▸ **Prompt**
Arrange the part of the rows below that opens with the line containing "TARGET = clock face on tower" and closes with the line containing "column 109, row 333" as a Markdown table with the columns No. and Line. Number each line and leave out blank lines.

▸ **Entries provided**
-- -- --

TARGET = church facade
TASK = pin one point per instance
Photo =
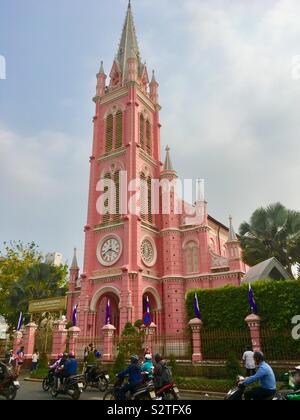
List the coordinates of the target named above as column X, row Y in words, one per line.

-- -- --

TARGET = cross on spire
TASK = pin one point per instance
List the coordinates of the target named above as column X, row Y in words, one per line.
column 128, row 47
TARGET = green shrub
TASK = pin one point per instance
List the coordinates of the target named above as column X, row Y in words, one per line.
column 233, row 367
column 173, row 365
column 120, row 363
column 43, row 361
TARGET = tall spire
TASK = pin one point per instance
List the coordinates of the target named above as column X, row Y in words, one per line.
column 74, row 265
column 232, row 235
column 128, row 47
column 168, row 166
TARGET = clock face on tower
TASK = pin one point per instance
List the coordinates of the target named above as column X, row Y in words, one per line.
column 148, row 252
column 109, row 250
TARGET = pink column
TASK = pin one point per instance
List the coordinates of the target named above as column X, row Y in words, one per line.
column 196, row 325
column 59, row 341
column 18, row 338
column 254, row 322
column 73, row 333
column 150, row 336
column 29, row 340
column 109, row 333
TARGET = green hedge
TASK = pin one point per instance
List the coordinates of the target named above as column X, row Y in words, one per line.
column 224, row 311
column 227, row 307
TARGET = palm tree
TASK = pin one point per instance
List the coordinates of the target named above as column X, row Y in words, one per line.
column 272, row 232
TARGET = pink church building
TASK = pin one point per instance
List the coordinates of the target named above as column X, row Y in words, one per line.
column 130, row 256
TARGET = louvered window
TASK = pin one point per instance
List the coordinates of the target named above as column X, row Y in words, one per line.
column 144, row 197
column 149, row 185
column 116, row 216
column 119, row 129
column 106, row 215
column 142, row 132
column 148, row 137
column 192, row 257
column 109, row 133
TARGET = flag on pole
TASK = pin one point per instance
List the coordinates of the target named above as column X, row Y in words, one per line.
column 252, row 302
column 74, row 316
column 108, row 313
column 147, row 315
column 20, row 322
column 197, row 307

-- -- --

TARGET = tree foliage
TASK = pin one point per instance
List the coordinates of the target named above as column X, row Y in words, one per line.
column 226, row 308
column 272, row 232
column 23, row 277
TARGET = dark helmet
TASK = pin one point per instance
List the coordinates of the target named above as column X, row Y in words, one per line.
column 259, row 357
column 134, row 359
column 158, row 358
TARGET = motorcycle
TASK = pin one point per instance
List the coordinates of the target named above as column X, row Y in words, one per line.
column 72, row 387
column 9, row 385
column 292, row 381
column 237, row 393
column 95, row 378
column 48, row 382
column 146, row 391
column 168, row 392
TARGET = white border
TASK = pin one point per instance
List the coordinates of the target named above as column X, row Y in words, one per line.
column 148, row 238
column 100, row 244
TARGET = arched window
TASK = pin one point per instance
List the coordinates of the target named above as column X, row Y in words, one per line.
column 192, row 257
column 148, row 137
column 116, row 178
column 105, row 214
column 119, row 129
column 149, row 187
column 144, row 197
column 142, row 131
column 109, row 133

-- -- --

▸ **Response to this exercise**
| No. | Line |
|---|---|
| 1 | TARGET = clock face on tower |
| 2 | TASK = pin one point per instance |
| 3 | List the coordinates of the target named above as column X, row Y in words, one per line. |
| 4 | column 148, row 252 |
| 5 | column 109, row 250 |
| 6 | TARGET = pink column |
| 7 | TASK = pin one point per instance |
| 8 | List the coordinates of the target named above as column X, row Y in words, one per line. |
| 9 | column 196, row 325 |
| 10 | column 59, row 341 |
| 11 | column 18, row 338 |
| 12 | column 254, row 322 |
| 13 | column 73, row 333 |
| 14 | column 150, row 336 |
| 15 | column 29, row 340 |
| 16 | column 109, row 333 |